§ **CONSEGNE**
1) Nell'articolo sui migranti in Libia, quante persone risultano morte o scomparse durante il viaggio?
2) Come si traduce in inglese questa frase dell'articolo sui migranti in Libia: «Guterres ha anche sottolineato la detenzione arbitraria di migranti e rifugiati intercettati dalla Guardia costiera libica, mentre tentavano di attraversare il Mediterraneo.»?

§ **BRANO DEL TESTO**
Luciano Bertozzi
Febbraio 2022
“Rimango gravemente preoccupato per le continue violazioni dei diritti umani di migranti, rifugiati e richiedenti asilo in Libia”, ha dichiarato il Segretario Generale ONU, Antonio Guterres in un rapporto per il Consiglio di Sicurezza delle Nazioni Unite e reso noto dall’Associated Press.
Migranti e rifugiati – sempre secondo Guterres – donne e uomini hanno continuato a far fronte a crescenti rischi di stupro, molestie sessuali e tratta da parte di gruppi armati, traffico transnazionale e trafficanti, nonché funzionari della direzione per la lotta all’immigrazione illegale, che opera sotto il ministero dell’Interno”. Il numero 1 dell’organizzazione internazionale ha anche quantificato in oltre 12.000 gli ufficialmente detenuti in 27 carceri e strutture penali in tutta la Libia. Altre migliaia sono trattenute illegalmente e spesso in “condizioni disumane in prigioni controllate da gruppi armati o addirittura segrete”.
Guterres ha anche sottolineato la detenzione arbitraria di migranti e rifugiati intercettati dalla Guardia costiera libica, mentre tentavano di attraversare il Mediterraneo. Si tratta, secondo i dati ONU al 14 dicembre 2021, di ben 30.900 persone, “quasi tre volte il numero totale di persone rimpatriate nel 2020 (12.000 persone)”.
Il viaggio compiuto con imbarcazioni fatiscenti ha comportato un pesante tributo di vite umane: oltre 1.300 persone sono morte o scomparse durante il viaggio. Il capo del Palazzo di Vetro ha espresso seria preoccupazione anche per le persone che sono rimaste senza casa da ottobre in poi, in seguito alle diffuse operazioni di sicurezza compiute dalle autorità libiche. Durante quei rastrellamenti “è stata usata una forza eccessiva e sproporzionata”.

§ **DATI ESTRATTI**
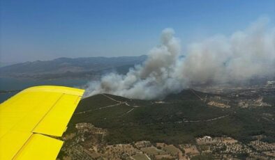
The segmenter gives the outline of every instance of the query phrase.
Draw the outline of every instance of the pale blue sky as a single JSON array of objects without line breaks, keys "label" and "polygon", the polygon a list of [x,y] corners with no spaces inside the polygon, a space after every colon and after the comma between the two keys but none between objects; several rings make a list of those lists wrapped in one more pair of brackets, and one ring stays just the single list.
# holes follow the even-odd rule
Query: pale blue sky
[{"label": "pale blue sky", "polygon": [[1,0],[0,61],[139,56],[167,27],[184,47],[262,16],[274,23],[275,0]]}]

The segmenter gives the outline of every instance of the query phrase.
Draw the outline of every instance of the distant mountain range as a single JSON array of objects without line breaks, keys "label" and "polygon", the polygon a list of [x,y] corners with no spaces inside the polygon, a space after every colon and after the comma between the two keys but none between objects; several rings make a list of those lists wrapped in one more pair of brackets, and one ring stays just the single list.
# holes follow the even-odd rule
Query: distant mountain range
[{"label": "distant mountain range", "polygon": [[91,78],[109,71],[125,74],[142,63],[147,56],[120,57],[59,58],[52,61],[25,62],[0,67],[0,77],[58,79]]}]

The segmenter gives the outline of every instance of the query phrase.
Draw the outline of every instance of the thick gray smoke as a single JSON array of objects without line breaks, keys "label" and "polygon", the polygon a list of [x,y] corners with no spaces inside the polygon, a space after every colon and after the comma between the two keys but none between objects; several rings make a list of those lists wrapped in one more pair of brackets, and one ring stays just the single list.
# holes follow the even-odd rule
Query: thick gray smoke
[{"label": "thick gray smoke", "polygon": [[110,93],[130,98],[162,98],[193,85],[244,81],[275,76],[275,29],[261,19],[229,37],[216,35],[188,47],[181,46],[172,29],[161,34],[161,44],[141,65],[126,75],[110,73],[92,81],[87,95]]}]

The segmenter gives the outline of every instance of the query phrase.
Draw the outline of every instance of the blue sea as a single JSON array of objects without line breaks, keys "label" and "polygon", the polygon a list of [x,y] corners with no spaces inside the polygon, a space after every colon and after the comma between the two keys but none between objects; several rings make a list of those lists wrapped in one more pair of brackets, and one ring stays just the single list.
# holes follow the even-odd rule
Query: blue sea
[{"label": "blue sea", "polygon": [[[29,87],[41,85],[63,86],[80,88],[88,82],[87,79],[53,79],[34,80],[15,78],[0,78],[0,90],[23,90]],[[17,93],[0,93],[0,103],[8,99]]]}]

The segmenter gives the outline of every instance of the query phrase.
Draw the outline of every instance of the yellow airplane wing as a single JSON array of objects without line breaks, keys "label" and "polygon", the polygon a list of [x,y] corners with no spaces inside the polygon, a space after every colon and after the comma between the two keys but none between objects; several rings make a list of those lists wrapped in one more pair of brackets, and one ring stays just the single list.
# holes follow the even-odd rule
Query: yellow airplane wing
[{"label": "yellow airplane wing", "polygon": [[55,159],[84,90],[25,89],[0,104],[0,159]]}]

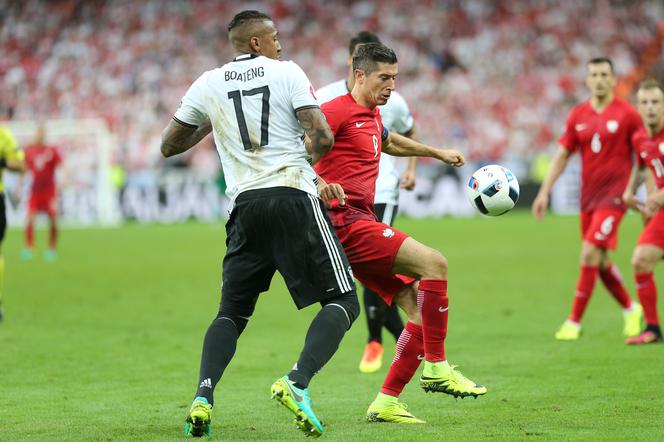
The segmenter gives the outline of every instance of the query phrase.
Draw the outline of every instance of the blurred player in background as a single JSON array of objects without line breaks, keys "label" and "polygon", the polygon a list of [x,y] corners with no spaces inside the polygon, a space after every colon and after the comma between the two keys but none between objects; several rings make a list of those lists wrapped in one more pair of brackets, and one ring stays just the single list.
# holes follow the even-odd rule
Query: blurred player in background
[{"label": "blurred player in background", "polygon": [[[641,232],[632,255],[632,268],[636,280],[636,293],[643,306],[646,328],[635,337],[628,338],[632,345],[662,342],[662,330],[657,317],[657,287],[653,270],[664,258],[664,91],[655,80],[641,83],[636,95],[637,107],[644,127],[633,138],[637,152],[630,185],[623,196],[634,210],[641,212],[646,226]],[[649,189],[645,204],[639,202],[634,192],[646,180],[650,169],[656,188]]]},{"label": "blurred player in background", "polygon": [[572,154],[579,152],[583,242],[572,311],[555,334],[556,339],[565,341],[579,339],[581,318],[598,276],[623,308],[626,336],[638,335],[643,320],[641,305],[630,298],[608,253],[616,248],[618,226],[626,210],[622,194],[632,169],[632,136],[641,126],[641,120],[629,103],[614,97],[611,60],[593,58],[588,62],[587,72],[590,100],[570,112],[565,132],[558,140],[558,151],[532,206],[533,216],[541,220],[553,185]]},{"label": "blurred player in background", "polygon": [[[381,152],[395,156],[436,158],[452,166],[464,164],[454,149],[437,149],[389,132],[377,106],[395,88],[395,53],[380,43],[360,45],[353,57],[353,90],[322,105],[334,133],[334,147],[314,168],[323,200],[346,250],[355,277],[408,315],[395,357],[378,396],[367,410],[370,422],[422,423],[399,402],[403,388],[424,360],[420,386],[427,392],[455,397],[483,395],[447,362],[447,259],[403,232],[377,220],[374,193]],[[343,196],[336,198],[339,187]]]},{"label": "blurred player in background", "polygon": [[[324,429],[309,399],[309,381],[339,347],[360,306],[350,265],[318,198],[308,148],[324,155],[334,138],[306,74],[281,62],[272,19],[258,11],[228,25],[236,57],[189,88],[164,130],[165,156],[184,152],[214,131],[231,198],[226,224],[221,306],[205,335],[198,389],[185,433],[210,432],[214,389],[230,363],[258,296],[276,270],[298,308],[320,303],[290,373],[272,397],[307,435]],[[304,130],[303,130],[304,129]],[[260,363],[260,361],[256,361]],[[228,404],[232,406],[232,404]]]},{"label": "blurred player in background", "polygon": [[[62,163],[57,147],[46,144],[46,128],[44,124],[37,127],[35,142],[25,148],[25,166],[30,173],[30,196],[28,197],[28,214],[25,226],[25,248],[21,251],[21,259],[31,260],[35,242],[35,217],[38,213],[48,215],[48,249],[44,252],[46,261],[57,258],[58,241],[58,196],[55,184],[55,171]],[[17,189],[23,188],[22,179]]]},{"label": "blurred player in background", "polygon": [[14,135],[5,126],[0,126],[0,321],[4,318],[2,306],[3,285],[5,281],[5,257],[2,254],[2,243],[7,229],[5,194],[2,175],[5,169],[22,172],[25,167],[23,152],[18,149]]},{"label": "blurred player in background", "polygon": [[[380,43],[380,40],[375,34],[367,31],[359,32],[350,39],[348,45],[348,76],[318,89],[316,96],[320,103],[326,103],[338,96],[346,95],[353,89],[353,86],[355,86],[353,55],[355,55],[358,46],[366,43]],[[383,125],[388,130],[415,141],[418,140],[413,116],[406,100],[398,92],[392,91],[389,101],[378,107],[380,108]],[[382,223],[388,226],[394,224],[394,218],[397,216],[399,208],[399,187],[413,190],[415,187],[416,165],[417,159],[409,158],[406,170],[399,175],[394,157],[390,155],[380,156],[374,203],[376,216]],[[364,311],[367,316],[369,340],[360,361],[360,371],[362,373],[374,373],[383,364],[383,327],[394,336],[396,341],[403,331],[403,321],[399,316],[399,309],[396,304],[391,307],[388,306],[376,292],[367,287],[364,287]]]}]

§ **RISPOSTE SVOLTE**
1) Oltre 1.300 persone.

2) Guterres also highlighted the arbitrary detention of migrants and refugees intercepted by the Libyan Coast Guard while they were trying to cross the Mediterranean.